Excerpt provided:
Infidelity As The Ultimate Betrayal

More than anything it seems as though the problem people have with cheaters is their betrayal, as opposed to the actual act of the sex itself. It's the lying, sneaking around, the fact that they've done something they know will hurt their significant other, and their broken promise that causes outrage. For the record, there are plenty of ways one can betray one's spouse without cheating on him or her.

So, why is cheating the "ultimate" betrayal? Because sex is placed on such a pedestal. We have been taught that sex is this incredible, special, meaningful act that is only meant for people who love each other. This is where our sex education, religious teachings, and promises of monogamy have failed us. Because yes, sex can be all of those things with the person we love. But it doesn't have to be only those things. Sex can also just be sex. It can just be a thing we do, like washing our car or reading a book (albeit a bit more enjoyable!).

Being Realistic

It is not possible for any one person to meet every single need of another. Sex aside, you see this truth in practice in many other facets of romantic relationships. I am not a fan of working in a shop on cars all day long (in fact, I'd rather scrub my entire kitchen floor with a toothbrush), but it's something my partner really enjoys, so he does that with his car buddies. Sometimes I need a good philosophical conversation, and that's not his cup of tea, so I have friends who will engage in these types of conversations with me instead.

Supplied records:
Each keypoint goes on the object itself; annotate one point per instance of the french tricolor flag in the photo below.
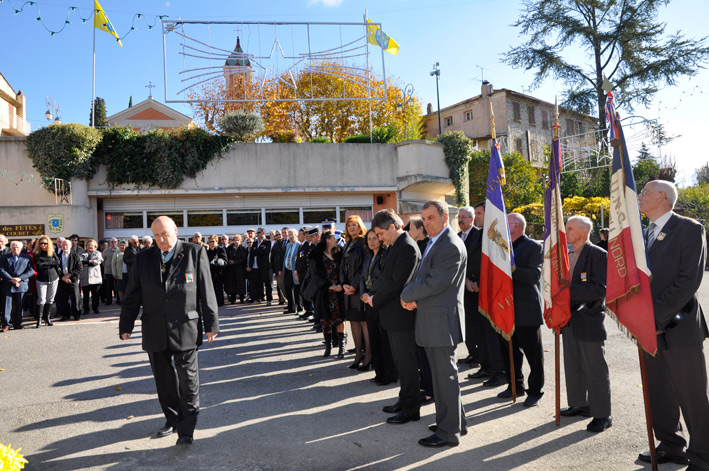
(555, 270)
(628, 294)
(496, 299)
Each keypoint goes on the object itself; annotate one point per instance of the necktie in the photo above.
(651, 234)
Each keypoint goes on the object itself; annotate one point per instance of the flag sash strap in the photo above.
(628, 295)
(496, 298)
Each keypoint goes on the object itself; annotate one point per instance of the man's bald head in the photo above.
(165, 232)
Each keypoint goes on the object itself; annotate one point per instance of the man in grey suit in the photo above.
(436, 291)
(172, 282)
(677, 374)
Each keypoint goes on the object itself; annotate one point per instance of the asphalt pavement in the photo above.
(75, 397)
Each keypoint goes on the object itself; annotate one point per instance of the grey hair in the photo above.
(520, 220)
(668, 188)
(582, 221)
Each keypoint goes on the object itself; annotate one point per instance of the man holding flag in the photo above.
(677, 374)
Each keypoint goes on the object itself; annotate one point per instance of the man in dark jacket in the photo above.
(397, 269)
(172, 283)
(527, 337)
(588, 387)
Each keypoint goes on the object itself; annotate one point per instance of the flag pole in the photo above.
(616, 142)
(557, 359)
(513, 381)
(93, 74)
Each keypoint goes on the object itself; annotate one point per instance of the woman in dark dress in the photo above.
(217, 262)
(350, 271)
(235, 283)
(382, 359)
(324, 270)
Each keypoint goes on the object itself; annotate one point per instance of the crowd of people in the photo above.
(409, 294)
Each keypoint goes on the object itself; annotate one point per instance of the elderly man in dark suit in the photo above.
(677, 374)
(527, 337)
(396, 270)
(588, 387)
(15, 270)
(173, 284)
(436, 291)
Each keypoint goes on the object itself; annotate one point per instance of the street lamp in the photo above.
(437, 72)
(52, 110)
(408, 94)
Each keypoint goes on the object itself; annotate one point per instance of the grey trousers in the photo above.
(677, 381)
(450, 415)
(587, 379)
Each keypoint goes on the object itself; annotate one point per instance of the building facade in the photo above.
(523, 123)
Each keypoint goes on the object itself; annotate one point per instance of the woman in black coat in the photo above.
(350, 271)
(235, 279)
(217, 262)
(324, 271)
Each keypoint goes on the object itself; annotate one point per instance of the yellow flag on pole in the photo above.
(376, 36)
(102, 22)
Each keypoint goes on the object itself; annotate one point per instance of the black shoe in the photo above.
(507, 393)
(663, 457)
(402, 418)
(480, 374)
(598, 425)
(434, 428)
(574, 411)
(496, 381)
(434, 441)
(166, 430)
(184, 440)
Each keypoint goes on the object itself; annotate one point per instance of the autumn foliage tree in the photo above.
(343, 113)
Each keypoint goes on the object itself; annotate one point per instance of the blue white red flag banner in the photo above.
(628, 295)
(496, 299)
(555, 269)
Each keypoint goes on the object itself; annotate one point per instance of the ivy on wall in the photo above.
(456, 150)
(160, 158)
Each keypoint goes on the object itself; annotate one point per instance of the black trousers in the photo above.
(403, 349)
(91, 290)
(177, 381)
(527, 340)
(68, 299)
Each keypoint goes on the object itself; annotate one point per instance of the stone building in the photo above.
(522, 123)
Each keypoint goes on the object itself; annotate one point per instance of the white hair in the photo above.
(668, 188)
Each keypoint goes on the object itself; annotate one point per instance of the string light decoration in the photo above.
(75, 10)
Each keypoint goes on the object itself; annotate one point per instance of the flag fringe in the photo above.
(627, 332)
(505, 336)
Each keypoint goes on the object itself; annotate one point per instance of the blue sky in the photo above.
(466, 37)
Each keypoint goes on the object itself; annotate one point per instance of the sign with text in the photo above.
(22, 230)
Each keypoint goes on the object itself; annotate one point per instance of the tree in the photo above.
(99, 113)
(523, 185)
(701, 175)
(622, 40)
(308, 120)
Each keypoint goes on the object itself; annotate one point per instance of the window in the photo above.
(530, 115)
(316, 216)
(243, 218)
(119, 220)
(178, 217)
(282, 216)
(204, 218)
(365, 212)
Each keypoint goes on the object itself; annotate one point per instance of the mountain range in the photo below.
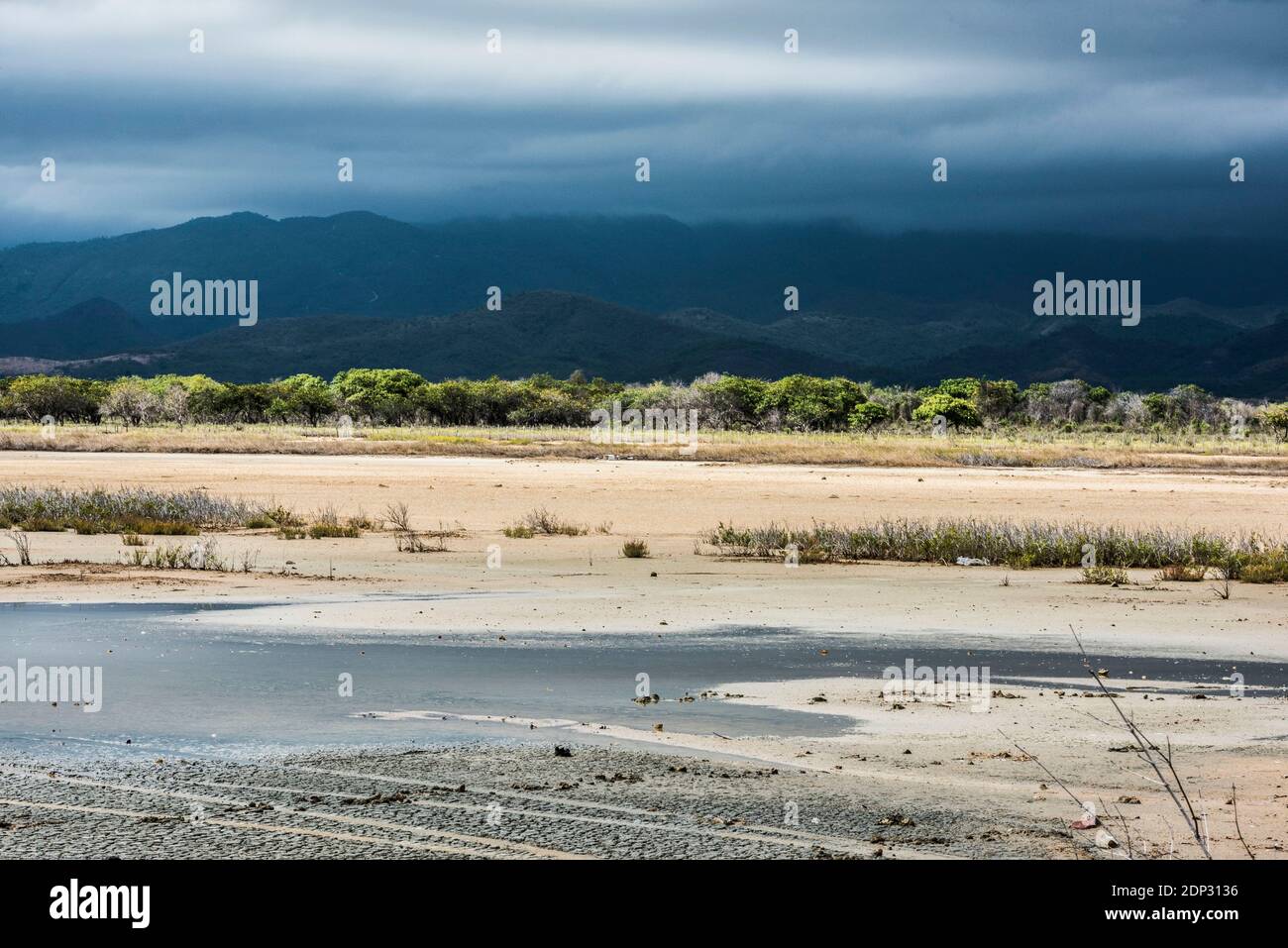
(645, 298)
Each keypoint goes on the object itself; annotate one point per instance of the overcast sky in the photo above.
(1134, 138)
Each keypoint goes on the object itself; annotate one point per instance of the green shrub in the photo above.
(1106, 576)
(635, 549)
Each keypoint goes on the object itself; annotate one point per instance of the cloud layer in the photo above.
(1039, 136)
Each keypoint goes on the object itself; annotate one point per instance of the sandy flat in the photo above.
(549, 586)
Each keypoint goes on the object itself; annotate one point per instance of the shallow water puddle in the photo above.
(213, 687)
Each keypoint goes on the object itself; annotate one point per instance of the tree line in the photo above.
(797, 402)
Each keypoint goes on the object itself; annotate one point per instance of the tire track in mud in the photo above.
(487, 843)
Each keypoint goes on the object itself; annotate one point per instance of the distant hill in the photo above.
(643, 298)
(93, 327)
(542, 331)
(365, 264)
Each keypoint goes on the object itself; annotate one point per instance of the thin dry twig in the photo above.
(1146, 750)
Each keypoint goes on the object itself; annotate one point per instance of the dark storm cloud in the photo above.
(1134, 138)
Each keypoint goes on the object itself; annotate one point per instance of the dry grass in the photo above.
(1025, 449)
(545, 523)
(1017, 545)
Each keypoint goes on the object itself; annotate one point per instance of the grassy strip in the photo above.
(1017, 545)
(125, 510)
(1025, 449)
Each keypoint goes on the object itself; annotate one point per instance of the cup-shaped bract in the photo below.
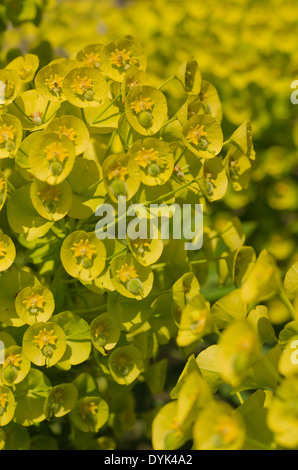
(11, 134)
(33, 110)
(203, 135)
(26, 66)
(146, 109)
(84, 87)
(130, 278)
(190, 77)
(213, 180)
(7, 405)
(35, 304)
(44, 343)
(51, 158)
(155, 160)
(3, 189)
(239, 348)
(125, 364)
(7, 252)
(90, 55)
(16, 366)
(73, 128)
(219, 427)
(90, 413)
(105, 332)
(196, 321)
(52, 202)
(49, 80)
(118, 56)
(10, 85)
(61, 400)
(146, 251)
(122, 176)
(83, 255)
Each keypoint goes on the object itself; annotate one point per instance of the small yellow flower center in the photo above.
(45, 337)
(120, 58)
(49, 193)
(56, 152)
(83, 248)
(125, 273)
(195, 133)
(91, 59)
(25, 72)
(117, 171)
(228, 429)
(34, 301)
(13, 359)
(142, 104)
(81, 85)
(2, 249)
(88, 407)
(54, 83)
(3, 399)
(146, 157)
(68, 132)
(6, 133)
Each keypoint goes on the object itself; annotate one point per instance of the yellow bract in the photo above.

What this exercise asks:
1. According to the infidelity excerpt, why is cheating treated as the "ultimate" betrayal?
2. Revise the infidelity excerpt starting with "Infidelity As The" and going on through "him or her.", with "cheaters" changed to "unfaithful partners".
3. Carry on writing the infidelity excerpt from the point where it stops.
The lines above are separate material from the infidelity excerpt.

Responses:
1. Because sex is placed on such a pedestal.

2.
Infidelity As The Ultimate Betrayal

More than anything it seems as though the problem people have with unfaithful partners is their betrayal, as opposed to the actual act of the sex itself. It's the lying, sneaking around, the fact that they've done something they know will hurt their significant other, and their broken promise that causes outrage. For the record, there are plenty of ways one can betray one's spouse without cheating on him or her.

3.
Why should sex be any different? There are things that I want out of my sex life that he, through no fault of his own, is not capable of providing. And the same is true of me for him. Why wouldn't we seek to have those needs met elsewhere?

I would much rather my partner show me that he loves me by treating me with respect, by making me laugh, by working towards our agreed upon goals, by communicating with me even though I know its difficult for him, or by being there for me in a time of need, than by promising to forsake all others as long as he lives. That would be like me forcing him to work on cars with nobody but me even though I suck at, would be of no real assistance, and don't enjoy it. Neither of us would be getting what we need or want in that scenario.

Trust Via Non-Monogamy?

Promising each other to NEVER do something which we are biologically programmed for (i.e. have sex with people we find attractive) does not make me more confident in our relationship. On the flip side, promising that we will be honest with each other when either of us feels like something is missing in our sex life (or any other aspect of our relationship, for that matter) and discussing it together to come to a solution that works for us both, that makes me happy. That strengthens the trust I have in our relationship. That gives me the confidence I need in order to commit myself to him.

Numbers are tricky surrounding this topic, (because who really wants to admit that they have had an affair?!), but I've heard statistics stating that anywhere from 40-74% of marriages have been touched by infidelity at one time or another. Even at forty percent, that's a large number of people who's partners have been unfaithful. That being said, is it possible that the problem is not the cheater or their partner? Is it possible that the problem is in the beliefs we hold regarding monogamy and the unrealistic expectations we place on our relationships?

Non-monogamy (or even simply forgiving infidelity) is not easy, nor it it something everyone is capable of. I totally get that. But just a slight shift in ideals may help many of us find healthier, happier, more satisfying relationships. And in the end, isn't that what most of us are in search of anyway?